# Work instructions
Transcribe all of the lines below verbatim, leaving the pictures out of your answer.

Items for identifying locations:
--- Start ---
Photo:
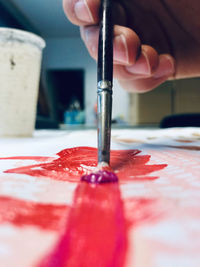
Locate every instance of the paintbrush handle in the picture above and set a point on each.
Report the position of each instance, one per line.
(105, 49)
(105, 80)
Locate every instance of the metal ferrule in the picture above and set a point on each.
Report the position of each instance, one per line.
(104, 110)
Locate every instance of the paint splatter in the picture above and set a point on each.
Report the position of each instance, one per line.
(22, 213)
(76, 162)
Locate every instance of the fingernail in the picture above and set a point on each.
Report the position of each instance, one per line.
(141, 67)
(120, 50)
(82, 11)
(166, 67)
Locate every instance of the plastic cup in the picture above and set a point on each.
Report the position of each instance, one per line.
--- End ---
# Solution for this task
Photo:
Locate every instance of the paintbrush handle in the picture above and set a point on each.
Report the position of each instance, one per line.
(105, 49)
(105, 80)
Locate every instance of the metal ferrule in the picture above and set a point on each.
Report the position of each instance, one per line.
(104, 110)
Locate every instance of the paint splatter in the picture above and set a point on each.
Report the position of each instance, one per line.
(22, 213)
(76, 162)
Locate every instance of the fingernail in the picture above and set a point on each.
Report the position of each instance, one per line.
(141, 67)
(120, 50)
(82, 11)
(166, 67)
Locate every instance of the plastic cup in the picture above and set a point on each.
Report the position of each instance, one per line.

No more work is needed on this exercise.